[Records for the exercise — start]

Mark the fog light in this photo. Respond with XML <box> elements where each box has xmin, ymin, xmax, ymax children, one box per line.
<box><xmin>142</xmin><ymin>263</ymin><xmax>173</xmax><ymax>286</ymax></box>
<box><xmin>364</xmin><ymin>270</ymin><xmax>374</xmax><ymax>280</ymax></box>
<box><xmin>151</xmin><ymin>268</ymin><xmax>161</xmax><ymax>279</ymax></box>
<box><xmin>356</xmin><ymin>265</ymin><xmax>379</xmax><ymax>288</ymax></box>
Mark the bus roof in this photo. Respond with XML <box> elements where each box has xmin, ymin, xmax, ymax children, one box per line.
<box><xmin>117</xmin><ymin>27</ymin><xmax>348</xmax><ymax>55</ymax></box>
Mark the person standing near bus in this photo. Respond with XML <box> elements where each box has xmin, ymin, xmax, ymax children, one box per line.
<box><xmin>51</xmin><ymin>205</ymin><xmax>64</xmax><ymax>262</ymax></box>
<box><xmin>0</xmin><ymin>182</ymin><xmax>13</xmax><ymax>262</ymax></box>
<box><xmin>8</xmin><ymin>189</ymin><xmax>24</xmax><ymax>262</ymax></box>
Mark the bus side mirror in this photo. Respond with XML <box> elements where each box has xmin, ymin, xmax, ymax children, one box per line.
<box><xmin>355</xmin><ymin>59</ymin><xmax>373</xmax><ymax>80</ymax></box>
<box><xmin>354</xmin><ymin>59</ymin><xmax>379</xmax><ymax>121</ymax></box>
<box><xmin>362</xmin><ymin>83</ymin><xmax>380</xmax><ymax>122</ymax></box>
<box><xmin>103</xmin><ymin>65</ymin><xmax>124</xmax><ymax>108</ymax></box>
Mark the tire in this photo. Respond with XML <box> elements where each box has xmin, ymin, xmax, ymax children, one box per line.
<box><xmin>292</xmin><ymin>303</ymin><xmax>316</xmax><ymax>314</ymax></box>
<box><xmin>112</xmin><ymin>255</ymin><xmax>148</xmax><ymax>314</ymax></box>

[Records for the exercise — finish]

About this task - Could you copy out all of the records above exactly?

Output below -
Mark the fog light in this photo. Respond with XML <box> elements where each box has xmin, ymin, xmax, ymax children, one box per line.
<box><xmin>142</xmin><ymin>263</ymin><xmax>173</xmax><ymax>286</ymax></box>
<box><xmin>364</xmin><ymin>270</ymin><xmax>374</xmax><ymax>280</ymax></box>
<box><xmin>151</xmin><ymin>268</ymin><xmax>161</xmax><ymax>279</ymax></box>
<box><xmin>356</xmin><ymin>265</ymin><xmax>379</xmax><ymax>288</ymax></box>
Mark the bus roof in this photo. Respond with XML <box> elements where each box has xmin, ymin, xmax, ymax children, one box per line.
<box><xmin>117</xmin><ymin>27</ymin><xmax>348</xmax><ymax>55</ymax></box>
Mark the person standing near bus in this photo. Respond with XML <box> elements where each box has xmin, ymin, xmax, ymax children, one box per line.
<box><xmin>51</xmin><ymin>205</ymin><xmax>64</xmax><ymax>262</ymax></box>
<box><xmin>0</xmin><ymin>182</ymin><xmax>13</xmax><ymax>262</ymax></box>
<box><xmin>8</xmin><ymin>189</ymin><xmax>24</xmax><ymax>262</ymax></box>
Mark the bus side mirror in this photo. Respond with XML <box> elements where each box has xmin, ymin, xmax, ymax children, one box per line.
<box><xmin>355</xmin><ymin>59</ymin><xmax>373</xmax><ymax>80</ymax></box>
<box><xmin>354</xmin><ymin>59</ymin><xmax>379</xmax><ymax>121</ymax></box>
<box><xmin>362</xmin><ymin>83</ymin><xmax>380</xmax><ymax>122</ymax></box>
<box><xmin>103</xmin><ymin>65</ymin><xmax>124</xmax><ymax>108</ymax></box>
Mark the tire in this photo. Respond with XML <box> elements where each box has xmin, ymin, xmax, ymax children, one box per line.
<box><xmin>292</xmin><ymin>303</ymin><xmax>316</xmax><ymax>314</ymax></box>
<box><xmin>112</xmin><ymin>255</ymin><xmax>148</xmax><ymax>314</ymax></box>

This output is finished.